Exercise instructions
a) In the passage on installing Ruby gems, which phase of gem installation is often the longest?
b) Retype the part of the passage on installing Ruby gems starting with "Installing a Ruby" and going on through "Fetching: Ascii85-1.0.2.gem (100%)".
c) Write what comes next in the passage on installing Ruby gems, picking up after its last sentence.

Supplied passage

════

1.4.5. Installing packages with the gem command

The RubyGems library and utility collection includes facilities for packaging and installing Ruby libraries and applications. We’re not going to cover gem creation here, but we’ll look at gem installation and usage.

Installing a Ruby gem can be, and usually is, as easy as issuing a simple install command:

$ gem install prawn

Such a command gives you output something like the following (depending on which gems you already have installed and which dependencies have to be met by installing new gems):

Fetching: Ascii85-1.0.2.gem (100%)
Fetching: ruby-rc4-0.1.5.gem (100%)
Fetching: hashery-2.1.0.gem (100%)
Fetching: ttfunk-1.0.3.gem (100%)
Fetching: afm-0.2.0.gem (100%)
Fetching: pdf-reader-1.3.3.gem (100%)
Fetching: prawn-0.12.0.gem (100%)
Successfully installed Ascii85-1.0.2
Successfully installed ruby-rc4-0.1.5
Successfully installed hashery-2.1.0
Successfully installed ttfunk-1.0.3
Successfully installed afm-0.2.0
Successfully installed pdf-reader-1.3.3
Successfully installed prawn-0.12.0
7 gems installed

These status reports are followed by several lines indicating that ri and RDoc documentation for the various gems are being installed. (The installation of the documentation involves processing the gem source files through RDoc, so be patient; this is often the longest phase of gem installation.)

════

The data
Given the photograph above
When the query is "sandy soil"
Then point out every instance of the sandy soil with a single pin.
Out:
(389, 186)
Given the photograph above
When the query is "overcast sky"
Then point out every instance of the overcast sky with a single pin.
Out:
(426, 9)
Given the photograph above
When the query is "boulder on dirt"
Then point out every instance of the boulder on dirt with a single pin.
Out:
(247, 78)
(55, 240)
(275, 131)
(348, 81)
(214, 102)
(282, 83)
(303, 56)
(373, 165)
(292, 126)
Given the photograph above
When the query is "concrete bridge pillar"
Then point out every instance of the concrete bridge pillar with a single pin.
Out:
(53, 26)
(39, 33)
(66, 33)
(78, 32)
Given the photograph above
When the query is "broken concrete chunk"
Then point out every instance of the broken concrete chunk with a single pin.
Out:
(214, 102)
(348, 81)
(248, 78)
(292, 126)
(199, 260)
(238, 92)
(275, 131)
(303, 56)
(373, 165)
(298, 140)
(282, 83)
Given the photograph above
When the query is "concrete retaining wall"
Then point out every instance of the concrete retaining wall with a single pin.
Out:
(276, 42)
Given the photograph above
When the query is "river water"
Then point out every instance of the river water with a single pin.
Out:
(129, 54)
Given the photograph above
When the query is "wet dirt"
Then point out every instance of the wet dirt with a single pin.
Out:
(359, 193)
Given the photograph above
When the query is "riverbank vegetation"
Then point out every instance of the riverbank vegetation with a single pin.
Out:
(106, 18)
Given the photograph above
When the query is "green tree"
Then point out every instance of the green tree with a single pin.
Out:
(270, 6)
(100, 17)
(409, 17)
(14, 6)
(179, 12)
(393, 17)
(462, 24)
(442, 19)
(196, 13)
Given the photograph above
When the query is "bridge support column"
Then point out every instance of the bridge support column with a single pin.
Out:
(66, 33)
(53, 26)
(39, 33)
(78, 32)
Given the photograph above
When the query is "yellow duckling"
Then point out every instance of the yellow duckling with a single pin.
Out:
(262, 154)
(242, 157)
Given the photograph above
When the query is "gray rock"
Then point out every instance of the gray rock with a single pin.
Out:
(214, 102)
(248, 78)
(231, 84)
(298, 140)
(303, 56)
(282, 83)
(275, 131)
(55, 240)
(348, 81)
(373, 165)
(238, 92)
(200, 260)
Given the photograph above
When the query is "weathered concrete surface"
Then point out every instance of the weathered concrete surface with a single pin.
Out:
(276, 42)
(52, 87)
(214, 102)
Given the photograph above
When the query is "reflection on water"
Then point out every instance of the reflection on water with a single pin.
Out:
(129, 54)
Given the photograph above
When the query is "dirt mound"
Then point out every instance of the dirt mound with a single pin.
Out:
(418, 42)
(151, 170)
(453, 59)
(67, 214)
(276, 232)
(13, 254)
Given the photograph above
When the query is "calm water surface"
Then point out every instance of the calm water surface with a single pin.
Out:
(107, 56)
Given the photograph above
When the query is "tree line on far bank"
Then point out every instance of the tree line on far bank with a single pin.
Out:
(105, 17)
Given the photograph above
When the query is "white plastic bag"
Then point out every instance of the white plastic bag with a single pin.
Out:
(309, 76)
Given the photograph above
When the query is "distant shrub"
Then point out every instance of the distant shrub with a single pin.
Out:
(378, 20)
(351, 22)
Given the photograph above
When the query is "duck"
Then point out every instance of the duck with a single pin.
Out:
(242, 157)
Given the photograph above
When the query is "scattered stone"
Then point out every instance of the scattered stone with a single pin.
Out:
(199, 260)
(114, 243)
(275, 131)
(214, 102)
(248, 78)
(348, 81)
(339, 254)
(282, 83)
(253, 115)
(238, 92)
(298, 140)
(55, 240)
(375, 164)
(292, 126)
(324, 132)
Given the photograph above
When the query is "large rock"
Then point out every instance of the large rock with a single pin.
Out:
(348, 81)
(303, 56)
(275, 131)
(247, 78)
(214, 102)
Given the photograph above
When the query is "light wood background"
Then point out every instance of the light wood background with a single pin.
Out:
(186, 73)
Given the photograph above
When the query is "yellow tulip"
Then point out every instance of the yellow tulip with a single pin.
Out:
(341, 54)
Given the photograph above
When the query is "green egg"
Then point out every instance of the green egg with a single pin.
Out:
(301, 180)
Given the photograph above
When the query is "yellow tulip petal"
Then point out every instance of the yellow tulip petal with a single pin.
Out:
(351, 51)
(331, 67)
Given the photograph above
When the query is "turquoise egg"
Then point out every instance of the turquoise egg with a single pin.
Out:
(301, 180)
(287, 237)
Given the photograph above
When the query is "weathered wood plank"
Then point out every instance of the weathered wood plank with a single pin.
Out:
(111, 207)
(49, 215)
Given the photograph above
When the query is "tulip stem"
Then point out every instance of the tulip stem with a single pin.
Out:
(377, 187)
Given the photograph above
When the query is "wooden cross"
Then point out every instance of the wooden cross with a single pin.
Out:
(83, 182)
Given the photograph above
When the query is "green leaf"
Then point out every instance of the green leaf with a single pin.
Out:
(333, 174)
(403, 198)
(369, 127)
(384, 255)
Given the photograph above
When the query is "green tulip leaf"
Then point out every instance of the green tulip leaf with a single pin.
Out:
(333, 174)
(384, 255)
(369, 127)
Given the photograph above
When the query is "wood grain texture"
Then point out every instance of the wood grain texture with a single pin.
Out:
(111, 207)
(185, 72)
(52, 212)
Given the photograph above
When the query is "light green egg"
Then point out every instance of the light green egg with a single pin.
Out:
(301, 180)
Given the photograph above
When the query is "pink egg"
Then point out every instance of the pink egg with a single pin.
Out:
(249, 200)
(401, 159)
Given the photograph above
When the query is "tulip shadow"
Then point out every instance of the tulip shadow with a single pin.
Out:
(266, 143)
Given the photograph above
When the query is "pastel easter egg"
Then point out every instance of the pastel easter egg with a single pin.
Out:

════

Answers to the exercise
a) Installing the ri and RDoc documentation, which involves processing the gem source files through RDoc.

b)
Installing a Ruby gem can be, and usually is, as easy as issuing a simple install command:

$ gem install prawn

Such a command gives you output something like the following (depending on which gems you already have installed and which dependencies have to be met by installing new gems):

Fetching: Ascii85-1.0.2.gem (100%)

c)
During the gem installation process, gem downloads gem files as needed from rubygems.org (www.rubygems.org). Those files, which are in .gem format, are saved in the cache subdirectory of your gems directory. You can also install a gem from a gem file residing locally on your hard disk or other storage medium. Give the name of the file to the installer:

$ gem install /home/me/mygems/ruport-1.4.0.gem

If you name a gem without the entire filename (for example, ruport), gem looks for it in the current directory and in the local cache maintained by the RubyGems system. Local installations still search remotely for dependencies, unless you provide the -l (local) command-line flag to the gemcommand; that flag restricts all operations to the local domain. If you want only remote gems installed, including dependencies, then you can use the -r (remote) flag. In most cases, the simple gem install gemname command will give you what you need. (To uninstall a gem, use the gem uninstall gemname command.)

Once you’ve got a gem installed, you can use it via the require method.

Loading and using gems

While you won’t see gems in your initial load path ($:), you can still “require” them and they’ll load. Here’s how you’d require "hoe" (a utility that helps you package your own gems), assuming you’ve installed the Hoe gem:

>> require "hoe"
=> true

At this point, the relevant hoe directory will appear in the load path, as you can see if you print out the value of $: and grep (select by pattern match) for the pattern "hoe":

>> puts $:.grep(/hoe/)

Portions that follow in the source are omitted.